→ Passage:
--- START ---
Officials intensify Serono drug probe
State and federal officials have intensified their probe of drugmaker Serono over the company's marketing practices of its AIDS-related wasting treatment, Serostim, which is commonly sold on the black market to bodybuilders to increase muscle mass, The Wall Street Journal reports. Many AIDS patients receive the drug through the Medicaid program. Serono in 2001 received a subpoena from the U.S. attorney's office in Boston requesting 10 years' worth of documents pertaining to marketing and sales of the drug, particularly Medicaid billing for the medication. Similar inquiries are under way in California, Florida, and New York.
The investigations are now also focusing on whether the company violated federal and state false claims acts and antikickback laws that prohibit companies from offering incentives to doctors to prescribe a drug paid for through government programs, the Journal quotes sources close to the company as saying. Federal officials also have subpoenaed pharmacy contracts, marketing documents, and invoices to see whether the Switzerland-based company gave pharmacies unreported rebates or discounts on the medication. Serono spokeswoman Lisa Ellen told the Journal that the company doesn't comment on legal matters. The U.S. attorney's office in Boston would neither confirm nor deny the investigations, according to the newspaper.
--- END ---
→ Your tasks:
1. Condense the paragraph of the article that begins "The investigations are now also focusing" into a shorter version that retains its main facts.
2. Quote the portion of the article starting at "The investigations are" and ending at "to the newspaper.".
The listing that comes next is drawn from a separate source and has no connection to the article.

→ Data for analysis:
--- START ---
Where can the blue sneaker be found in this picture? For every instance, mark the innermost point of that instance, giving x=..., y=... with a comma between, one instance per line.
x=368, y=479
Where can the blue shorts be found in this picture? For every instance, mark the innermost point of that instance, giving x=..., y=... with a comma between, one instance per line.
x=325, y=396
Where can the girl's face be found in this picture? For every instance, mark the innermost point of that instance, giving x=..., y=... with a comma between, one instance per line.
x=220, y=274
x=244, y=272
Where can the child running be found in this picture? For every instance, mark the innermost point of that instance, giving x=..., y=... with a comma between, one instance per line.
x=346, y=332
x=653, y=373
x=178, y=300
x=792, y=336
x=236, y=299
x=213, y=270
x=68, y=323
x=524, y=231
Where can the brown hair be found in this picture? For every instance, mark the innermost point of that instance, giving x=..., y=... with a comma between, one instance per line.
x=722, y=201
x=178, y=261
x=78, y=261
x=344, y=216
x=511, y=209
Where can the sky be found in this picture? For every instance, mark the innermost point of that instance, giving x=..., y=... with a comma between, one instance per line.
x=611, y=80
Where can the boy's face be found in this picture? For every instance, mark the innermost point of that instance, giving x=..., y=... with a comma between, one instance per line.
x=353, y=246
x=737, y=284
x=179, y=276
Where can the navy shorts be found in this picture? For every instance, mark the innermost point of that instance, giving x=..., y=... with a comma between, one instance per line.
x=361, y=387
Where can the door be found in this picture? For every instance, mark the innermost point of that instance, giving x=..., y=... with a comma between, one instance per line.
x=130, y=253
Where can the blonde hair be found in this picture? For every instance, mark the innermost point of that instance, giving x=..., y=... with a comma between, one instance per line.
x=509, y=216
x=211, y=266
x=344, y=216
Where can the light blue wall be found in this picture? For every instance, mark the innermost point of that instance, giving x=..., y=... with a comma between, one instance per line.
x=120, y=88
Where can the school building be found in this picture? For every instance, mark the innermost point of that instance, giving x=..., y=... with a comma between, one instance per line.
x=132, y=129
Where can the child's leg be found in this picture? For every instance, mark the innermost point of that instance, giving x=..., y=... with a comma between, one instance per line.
--- END ---
→ Solved tasks:
1. According to sources close to the company cited by the Journal, the investigations now also examine whether Serono violated federal and state false claims acts and antikickback laws, which bar companies from offering doctors incentives to prescribe drugs paid for by government programs. Federal officials have subpoenaed pharmacy contracts, marketing documents, and invoices to determine whether the Switzerland-based company gave pharmacies unreported rebates or discounts on the drug. Serono spokeswoman Lisa Ellen said the company does not comment on legal matters, and the U.S. attorney's office in Boston would neither confirm nor deny the investigations.

2.
The investigations are now also focusing on whether the company violated federal and state false claims acts and antikickback laws that prohibit companies from offering incentives to doctors to prescribe a drug paid for through government programs, the Journal quotes sources close to the company as saying. Federal officials also have subpoenaed pharmacy contracts, marketing documents, and invoices to see whether the Switzerland-based company gave pharmacies unreported rebates or discounts on the medication. Serono spokeswoman Lisa Ellen told the Journal that the company doesn't comment on legal matters. The U.S. attorney's office in Boston would neither confirm nor deny the investigations, according to the newspaper.